- [Selected text]:
** start **
Beginner Seeking Advice: Optimizing NVMe Performance in Proxmox for VMs

simoncechacek

New Member
Jun 21, 2023
23
0
1
wordpresscare.net
Hello Proxmox community,

I hope you all are doing well. I'm writing to seek your advice and guidance on an issue that's been giving me a bit of a challenge. I've just started exploring Proxmox, and while it's been an exciting journey so far, I could really use your collective wisdom on a specific point.

We've got a Gigabyte R272-Z34 server (https://www.gigabyte.com/Enterprise/Rack-Server/R272-Z34-rev-100) with an AMD EPYC 7H12 processor, 512GB RAM, and 24 SAMSUNG MZWLJ1T9HBJR-00007 P2 drives.

For some additional context, we've been using VMware for our other servers and we're considering switching to Proxmox with this new machine. So, I'm relatively new to this platform and still getting my bearings.

The goal is to get the best possible performance from these NVMe drives. We've set up a software RAID within Proxmox and initially tried RAID10, but we're open to other suggestions if they might work better.

I ran a write speed test with this command: dd if=/dev/zero of=/nvme/test1.img bs=5G count=1 oflag=dsync. The result was about 1.7GB/s when run directly in Proxmox SSH, but when the same test was performed inside a Linux VM, the speed dropped to about 833MB/s. I am not sure if this test is the best, but it shows a difference.

Now, I'm not even sure if 1.7GB/s is the best speed we could be getting directly in Proxmox, so I'm hoping to understand how we can optimize this setup further.

I'd really appreciate any advice on how to configure the RAID for better performance or general Proxmox configurations that could be beneficial. Any suggestions for more effective benchmarking tools or methods would also be incredibly helpful.

Thank you so much for your time and help. I'm eager to learn from your expertise.
** end **
- [Dataset rows]:
** start **
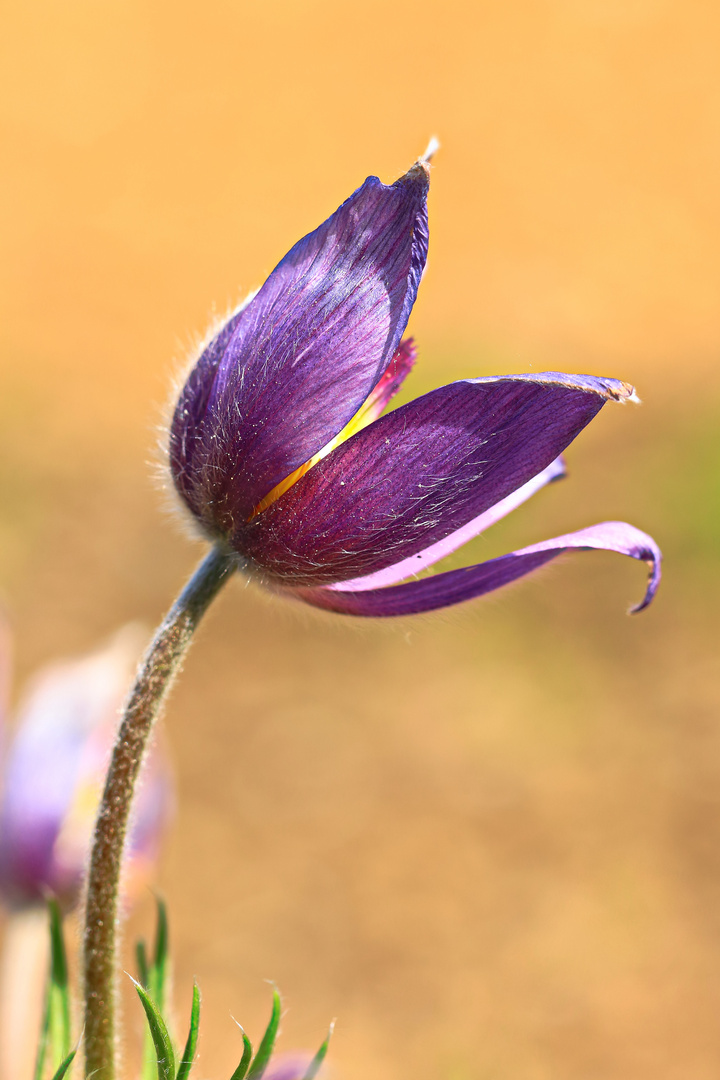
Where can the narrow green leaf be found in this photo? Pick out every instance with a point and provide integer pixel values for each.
(268, 1041)
(191, 1044)
(55, 1029)
(245, 1060)
(143, 966)
(59, 993)
(160, 960)
(155, 985)
(314, 1066)
(165, 1056)
(65, 1065)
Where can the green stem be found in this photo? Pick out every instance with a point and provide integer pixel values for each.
(157, 672)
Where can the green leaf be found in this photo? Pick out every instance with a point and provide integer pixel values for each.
(165, 1056)
(245, 1060)
(159, 970)
(314, 1066)
(268, 1041)
(55, 1031)
(143, 966)
(191, 1044)
(154, 984)
(65, 1065)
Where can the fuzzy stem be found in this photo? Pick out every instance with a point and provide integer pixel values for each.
(155, 674)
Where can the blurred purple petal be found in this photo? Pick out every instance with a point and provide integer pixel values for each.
(420, 473)
(288, 1066)
(303, 354)
(54, 771)
(454, 586)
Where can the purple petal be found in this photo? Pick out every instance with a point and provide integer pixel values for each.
(303, 354)
(395, 375)
(420, 473)
(459, 585)
(408, 567)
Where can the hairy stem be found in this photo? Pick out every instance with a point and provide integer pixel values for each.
(157, 672)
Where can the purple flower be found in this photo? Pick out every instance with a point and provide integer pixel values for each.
(279, 447)
(53, 774)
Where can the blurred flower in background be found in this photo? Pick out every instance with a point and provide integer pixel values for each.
(53, 774)
(53, 769)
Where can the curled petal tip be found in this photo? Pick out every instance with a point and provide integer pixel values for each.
(431, 150)
(652, 558)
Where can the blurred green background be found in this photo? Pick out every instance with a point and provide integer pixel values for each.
(487, 840)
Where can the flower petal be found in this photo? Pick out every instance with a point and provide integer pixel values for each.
(303, 354)
(409, 567)
(419, 473)
(458, 585)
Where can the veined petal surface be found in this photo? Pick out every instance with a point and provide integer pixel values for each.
(303, 354)
(454, 586)
(420, 473)
(408, 567)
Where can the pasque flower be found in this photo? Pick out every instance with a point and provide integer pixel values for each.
(280, 450)
(53, 774)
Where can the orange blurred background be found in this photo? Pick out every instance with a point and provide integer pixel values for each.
(488, 840)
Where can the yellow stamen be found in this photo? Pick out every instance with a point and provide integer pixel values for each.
(368, 412)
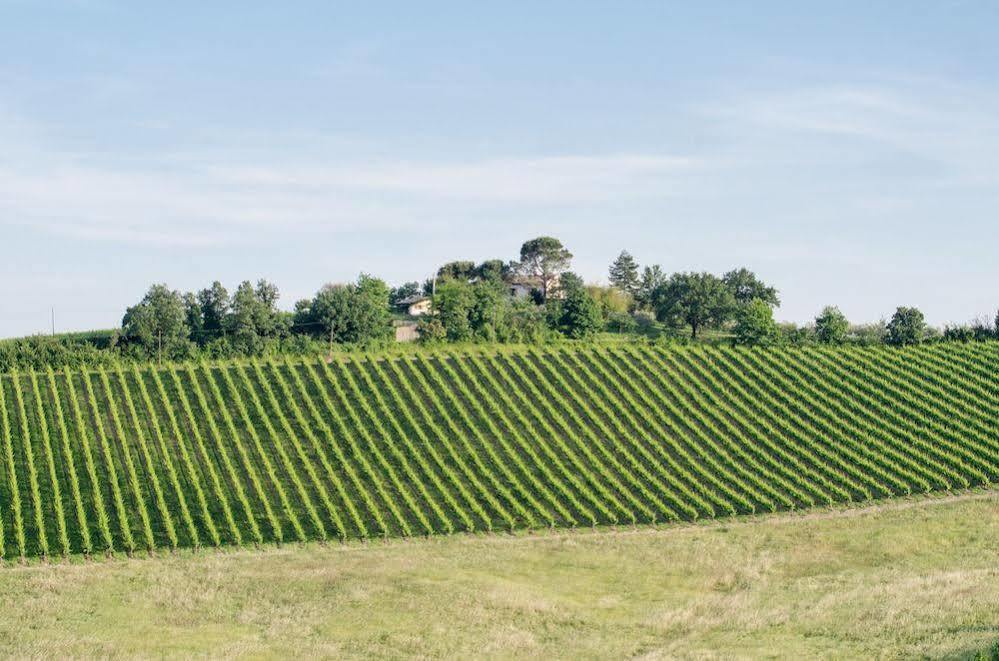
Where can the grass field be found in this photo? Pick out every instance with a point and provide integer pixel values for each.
(247, 453)
(895, 580)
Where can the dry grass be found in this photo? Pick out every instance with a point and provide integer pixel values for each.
(911, 579)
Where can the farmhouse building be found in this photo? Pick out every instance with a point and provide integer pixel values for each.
(416, 305)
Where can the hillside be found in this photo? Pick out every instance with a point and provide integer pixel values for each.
(242, 453)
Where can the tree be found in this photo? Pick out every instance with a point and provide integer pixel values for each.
(652, 278)
(746, 287)
(372, 318)
(254, 318)
(576, 314)
(492, 270)
(158, 321)
(624, 273)
(755, 325)
(907, 326)
(696, 299)
(831, 326)
(453, 303)
(214, 302)
(458, 270)
(352, 313)
(544, 258)
(192, 316)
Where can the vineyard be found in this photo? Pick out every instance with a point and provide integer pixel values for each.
(130, 459)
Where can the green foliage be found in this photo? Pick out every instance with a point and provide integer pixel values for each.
(483, 438)
(698, 300)
(543, 259)
(158, 321)
(907, 326)
(624, 273)
(355, 313)
(214, 304)
(459, 270)
(653, 277)
(746, 287)
(576, 314)
(254, 318)
(402, 292)
(611, 300)
(831, 326)
(755, 325)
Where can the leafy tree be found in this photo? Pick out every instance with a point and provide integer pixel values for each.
(576, 315)
(459, 270)
(352, 313)
(746, 287)
(869, 334)
(795, 335)
(492, 270)
(489, 310)
(254, 318)
(159, 321)
(611, 300)
(755, 325)
(430, 330)
(831, 326)
(624, 273)
(907, 326)
(372, 319)
(332, 310)
(544, 258)
(698, 300)
(214, 302)
(453, 304)
(653, 277)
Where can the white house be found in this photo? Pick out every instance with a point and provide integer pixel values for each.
(417, 305)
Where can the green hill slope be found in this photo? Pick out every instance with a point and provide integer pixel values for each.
(239, 453)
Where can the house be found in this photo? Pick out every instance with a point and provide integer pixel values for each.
(416, 305)
(406, 331)
(522, 286)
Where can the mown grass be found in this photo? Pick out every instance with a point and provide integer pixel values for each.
(908, 579)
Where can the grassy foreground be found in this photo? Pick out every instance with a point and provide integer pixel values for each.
(143, 458)
(902, 579)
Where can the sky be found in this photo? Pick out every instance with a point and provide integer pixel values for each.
(848, 152)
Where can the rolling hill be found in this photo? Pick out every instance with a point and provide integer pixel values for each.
(236, 453)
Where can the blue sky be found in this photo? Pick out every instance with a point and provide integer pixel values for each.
(848, 152)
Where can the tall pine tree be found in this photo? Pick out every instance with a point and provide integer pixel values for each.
(624, 273)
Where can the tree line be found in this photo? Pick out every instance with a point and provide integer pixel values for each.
(533, 299)
(742, 304)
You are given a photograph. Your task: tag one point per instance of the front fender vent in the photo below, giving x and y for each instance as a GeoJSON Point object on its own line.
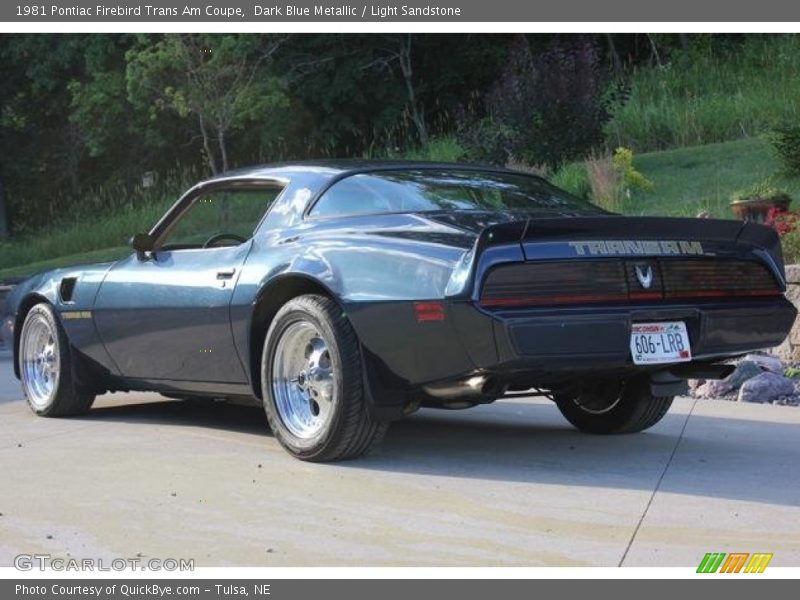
{"type": "Point", "coordinates": [67, 288]}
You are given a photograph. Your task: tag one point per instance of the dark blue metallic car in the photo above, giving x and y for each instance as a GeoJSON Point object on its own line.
{"type": "Point", "coordinates": [343, 295]}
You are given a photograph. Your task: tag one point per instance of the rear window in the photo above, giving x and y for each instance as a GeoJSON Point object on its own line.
{"type": "Point", "coordinates": [427, 190]}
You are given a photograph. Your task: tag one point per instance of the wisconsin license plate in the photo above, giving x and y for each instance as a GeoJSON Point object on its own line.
{"type": "Point", "coordinates": [656, 343]}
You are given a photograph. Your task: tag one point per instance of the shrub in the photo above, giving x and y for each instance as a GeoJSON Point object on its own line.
{"type": "Point", "coordinates": [786, 224]}
{"type": "Point", "coordinates": [783, 221]}
{"type": "Point", "coordinates": [613, 177]}
{"type": "Point", "coordinates": [546, 107]}
{"type": "Point", "coordinates": [786, 141]}
{"type": "Point", "coordinates": [605, 182]}
{"type": "Point", "coordinates": [790, 243]}
{"type": "Point", "coordinates": [765, 190]}
{"type": "Point", "coordinates": [631, 178]}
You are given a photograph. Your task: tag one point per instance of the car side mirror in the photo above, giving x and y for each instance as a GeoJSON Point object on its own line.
{"type": "Point", "coordinates": [142, 243]}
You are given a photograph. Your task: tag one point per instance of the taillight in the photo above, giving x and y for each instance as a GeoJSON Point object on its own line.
{"type": "Point", "coordinates": [429, 311]}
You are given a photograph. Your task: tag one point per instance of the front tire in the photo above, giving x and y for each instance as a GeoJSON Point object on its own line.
{"type": "Point", "coordinates": [45, 366]}
{"type": "Point", "coordinates": [312, 382]}
{"type": "Point", "coordinates": [614, 407]}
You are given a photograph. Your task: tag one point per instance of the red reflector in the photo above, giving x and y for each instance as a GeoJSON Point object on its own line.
{"type": "Point", "coordinates": [429, 311]}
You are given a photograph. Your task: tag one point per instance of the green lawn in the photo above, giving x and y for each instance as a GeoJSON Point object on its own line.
{"type": "Point", "coordinates": [687, 181]}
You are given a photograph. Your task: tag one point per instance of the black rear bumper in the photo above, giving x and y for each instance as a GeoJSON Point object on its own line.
** end **
- [Problems to work on]:
a) In the forum post about NVMe performance in Proxmox, rewrite the part that begins with "I'd really appreciate" and ends with "be incredibly helpful.", substituting "testing utilities" for "benchmarking tools".
b) According to the forum post about NVMe performance in Proxmox, what write speed did the dd test reach when run inside a Linux VM?

- [Solutions for each task]:
a)
I'd really appreciate any advice on how to configure the RAID for better performance or general Proxmox configurations that could be beneficial. Any suggestions for more effective testing utilities or methods would also be incredibly helpful.

b) About 833MB/s.